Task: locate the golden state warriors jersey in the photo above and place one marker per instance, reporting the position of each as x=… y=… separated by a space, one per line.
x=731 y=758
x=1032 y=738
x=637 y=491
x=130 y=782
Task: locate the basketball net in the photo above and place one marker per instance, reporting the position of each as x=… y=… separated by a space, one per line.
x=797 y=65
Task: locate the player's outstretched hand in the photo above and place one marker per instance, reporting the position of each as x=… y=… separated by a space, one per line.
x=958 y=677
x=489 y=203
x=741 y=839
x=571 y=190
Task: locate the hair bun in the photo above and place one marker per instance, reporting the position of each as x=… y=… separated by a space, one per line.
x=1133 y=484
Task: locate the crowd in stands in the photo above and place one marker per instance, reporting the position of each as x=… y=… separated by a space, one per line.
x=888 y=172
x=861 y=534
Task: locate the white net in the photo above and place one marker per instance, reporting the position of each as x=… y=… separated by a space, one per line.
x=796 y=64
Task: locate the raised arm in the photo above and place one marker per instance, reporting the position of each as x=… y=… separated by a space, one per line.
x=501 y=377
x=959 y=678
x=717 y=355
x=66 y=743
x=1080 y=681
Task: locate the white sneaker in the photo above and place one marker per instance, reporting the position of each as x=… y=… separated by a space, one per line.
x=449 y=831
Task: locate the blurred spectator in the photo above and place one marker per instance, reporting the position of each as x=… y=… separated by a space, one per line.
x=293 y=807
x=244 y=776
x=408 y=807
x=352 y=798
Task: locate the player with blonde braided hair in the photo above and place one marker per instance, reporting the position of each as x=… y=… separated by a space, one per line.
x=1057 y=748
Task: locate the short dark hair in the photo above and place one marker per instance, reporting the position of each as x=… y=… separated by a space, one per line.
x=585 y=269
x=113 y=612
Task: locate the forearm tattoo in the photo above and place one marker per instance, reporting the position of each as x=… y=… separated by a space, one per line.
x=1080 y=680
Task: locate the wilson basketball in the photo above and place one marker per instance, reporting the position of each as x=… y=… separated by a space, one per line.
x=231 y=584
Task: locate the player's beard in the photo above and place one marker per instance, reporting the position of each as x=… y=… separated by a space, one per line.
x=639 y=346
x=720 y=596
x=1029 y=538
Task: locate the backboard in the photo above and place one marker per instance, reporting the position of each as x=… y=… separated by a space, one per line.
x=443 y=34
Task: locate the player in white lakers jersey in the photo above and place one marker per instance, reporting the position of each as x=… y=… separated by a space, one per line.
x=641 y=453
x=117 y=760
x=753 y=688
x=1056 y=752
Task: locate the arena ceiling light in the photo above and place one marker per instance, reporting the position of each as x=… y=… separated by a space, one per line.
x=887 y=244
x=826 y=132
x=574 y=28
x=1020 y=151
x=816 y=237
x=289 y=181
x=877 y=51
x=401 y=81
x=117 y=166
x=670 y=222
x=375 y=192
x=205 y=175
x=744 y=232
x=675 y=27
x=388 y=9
____
## Work to be completed
From the line holding "Task: locate the short" through the final line of the data above, copy every line exactly as written. Include nothing else.

## Result of this task
Task: locate the short dark hair in the photo above and place one marker per instance, reporting the position of each as x=… y=… separated by a space, one per line.
x=585 y=269
x=113 y=612
Task: locate the forearm tattoo in the photo above and place one marker per instance, reporting the position of each as x=… y=… separated by a space, one per line.
x=1080 y=680
Task: locate the wilson basketball in the photo above and place one marker per instance, reporting the position of each as x=… y=… separated by a space, one per line.
x=231 y=584
Task: locate the player's beard in the photo above and place one marker per instance, reporting the position of each as x=… y=… separated by a space, one per line.
x=639 y=346
x=720 y=596
x=1029 y=538
Task: locate the backboard in the photo above and place one marker per instance, reporting the position of each as x=… y=… separated by a space, one per line.
x=443 y=34
Task: locate the player in white lakers jersey in the photo above and place one marker per instance, reporting the position of each as x=… y=… separated by a space, one per line.
x=641 y=453
x=117 y=760
x=753 y=688
x=1056 y=752
Task: locate the arena ceiling light in the photo above and place one marker per instance, reporting the position of each as x=… y=… separated by a space, one per line.
x=887 y=244
x=826 y=132
x=574 y=28
x=1020 y=151
x=816 y=237
x=289 y=181
x=877 y=51
x=401 y=81
x=117 y=166
x=670 y=222
x=375 y=192
x=205 y=175
x=744 y=232
x=675 y=27
x=388 y=9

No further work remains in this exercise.